[Supplied data]

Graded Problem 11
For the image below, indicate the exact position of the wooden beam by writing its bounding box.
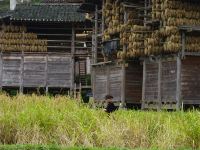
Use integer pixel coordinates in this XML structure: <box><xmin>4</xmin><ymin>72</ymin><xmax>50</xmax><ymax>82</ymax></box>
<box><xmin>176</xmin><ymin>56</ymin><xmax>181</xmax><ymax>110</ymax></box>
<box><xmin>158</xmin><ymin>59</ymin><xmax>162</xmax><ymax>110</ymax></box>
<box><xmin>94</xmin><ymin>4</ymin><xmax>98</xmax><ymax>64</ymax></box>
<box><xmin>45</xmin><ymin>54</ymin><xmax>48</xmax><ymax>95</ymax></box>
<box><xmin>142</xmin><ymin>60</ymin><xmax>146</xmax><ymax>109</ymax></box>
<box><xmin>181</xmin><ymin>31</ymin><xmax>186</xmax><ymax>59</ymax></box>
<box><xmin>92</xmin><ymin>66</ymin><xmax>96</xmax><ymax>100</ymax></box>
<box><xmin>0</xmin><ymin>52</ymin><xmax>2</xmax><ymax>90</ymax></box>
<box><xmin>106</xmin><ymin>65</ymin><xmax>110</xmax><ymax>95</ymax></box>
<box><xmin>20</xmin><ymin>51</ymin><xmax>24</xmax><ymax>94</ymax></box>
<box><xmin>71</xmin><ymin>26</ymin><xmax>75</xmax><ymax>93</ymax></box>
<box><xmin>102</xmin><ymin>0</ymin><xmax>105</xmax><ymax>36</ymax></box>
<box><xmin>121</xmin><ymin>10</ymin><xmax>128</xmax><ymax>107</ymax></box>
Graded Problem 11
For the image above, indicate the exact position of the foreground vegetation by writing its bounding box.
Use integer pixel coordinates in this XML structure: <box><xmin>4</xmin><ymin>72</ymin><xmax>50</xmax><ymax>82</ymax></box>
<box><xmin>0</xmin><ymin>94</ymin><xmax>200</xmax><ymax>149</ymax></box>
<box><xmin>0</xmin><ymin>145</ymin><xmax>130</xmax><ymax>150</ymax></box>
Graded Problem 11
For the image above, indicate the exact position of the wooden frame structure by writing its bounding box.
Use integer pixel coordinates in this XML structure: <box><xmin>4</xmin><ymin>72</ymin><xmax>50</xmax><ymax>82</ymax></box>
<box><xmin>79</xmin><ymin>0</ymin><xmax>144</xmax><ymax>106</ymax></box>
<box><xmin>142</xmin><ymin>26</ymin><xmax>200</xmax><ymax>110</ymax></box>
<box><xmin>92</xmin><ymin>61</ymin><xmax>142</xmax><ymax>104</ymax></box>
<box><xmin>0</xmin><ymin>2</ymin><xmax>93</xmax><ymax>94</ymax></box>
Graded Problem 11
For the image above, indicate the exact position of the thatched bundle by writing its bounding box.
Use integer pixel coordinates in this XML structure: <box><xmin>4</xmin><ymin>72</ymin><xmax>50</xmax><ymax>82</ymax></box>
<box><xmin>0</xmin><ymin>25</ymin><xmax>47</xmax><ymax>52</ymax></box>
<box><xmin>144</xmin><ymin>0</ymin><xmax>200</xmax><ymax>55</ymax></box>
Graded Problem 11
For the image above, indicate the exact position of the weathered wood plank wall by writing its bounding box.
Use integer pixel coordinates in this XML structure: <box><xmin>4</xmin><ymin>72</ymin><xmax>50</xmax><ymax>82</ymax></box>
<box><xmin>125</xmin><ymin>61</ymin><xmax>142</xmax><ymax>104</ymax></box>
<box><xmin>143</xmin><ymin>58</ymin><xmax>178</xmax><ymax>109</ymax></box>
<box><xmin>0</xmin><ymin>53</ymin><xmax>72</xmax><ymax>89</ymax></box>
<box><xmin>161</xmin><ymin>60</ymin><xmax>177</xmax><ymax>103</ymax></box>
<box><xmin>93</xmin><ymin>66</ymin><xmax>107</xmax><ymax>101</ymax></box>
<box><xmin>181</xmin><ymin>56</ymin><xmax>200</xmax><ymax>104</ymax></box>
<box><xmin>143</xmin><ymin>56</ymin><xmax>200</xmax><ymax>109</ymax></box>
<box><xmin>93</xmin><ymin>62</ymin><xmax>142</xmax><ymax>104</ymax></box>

[/Supplied data]

Search the entries for "wooden" and copy out each line that has it.

For the image below, indicate the exact position of the wooden beam by writing its bounding box.
For the image above, indicate the exact position of the wooden frame structure by writing its bounding box.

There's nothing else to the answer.